== Directions ==
Read the records below and copy each line that contains "instance".

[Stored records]
- Opening Delimiter -

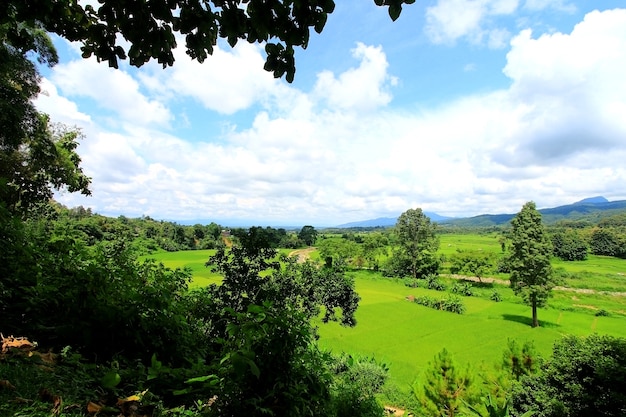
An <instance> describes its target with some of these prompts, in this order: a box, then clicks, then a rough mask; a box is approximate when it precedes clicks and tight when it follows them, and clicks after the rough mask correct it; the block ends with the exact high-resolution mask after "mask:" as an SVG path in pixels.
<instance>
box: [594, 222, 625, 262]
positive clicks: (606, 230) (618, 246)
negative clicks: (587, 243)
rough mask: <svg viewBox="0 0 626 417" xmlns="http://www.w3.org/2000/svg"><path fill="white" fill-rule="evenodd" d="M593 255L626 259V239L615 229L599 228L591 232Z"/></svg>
mask: <svg viewBox="0 0 626 417" xmlns="http://www.w3.org/2000/svg"><path fill="white" fill-rule="evenodd" d="M590 247H591V253H593V254H594V255H604V256H617V257H619V258H626V238H624V234H621V233H619V229H617V228H613V227H598V228H595V229H594V230H593V232H591V242H590Z"/></svg>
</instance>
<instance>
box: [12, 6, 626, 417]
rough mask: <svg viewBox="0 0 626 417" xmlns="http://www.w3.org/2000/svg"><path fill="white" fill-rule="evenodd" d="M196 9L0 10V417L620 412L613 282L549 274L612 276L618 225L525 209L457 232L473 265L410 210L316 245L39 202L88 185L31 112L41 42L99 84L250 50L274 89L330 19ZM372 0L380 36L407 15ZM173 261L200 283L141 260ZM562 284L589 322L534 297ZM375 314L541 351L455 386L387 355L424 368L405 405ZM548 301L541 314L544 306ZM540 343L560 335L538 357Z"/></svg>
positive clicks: (84, 193) (132, 7) (625, 372)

- Closing Delimiter -

== Expected output ==
An <instance> describes its target with some of these prompts, in this order: a box, then clicks, then a rough mask; a box is approximate when it precedes clicks and tight when it follows them, and clicks after the rough mask correct it; the block ends with the exact high-resolution mask after "mask:" as an SVG path in pixels.
<instance>
</instance>
<instance>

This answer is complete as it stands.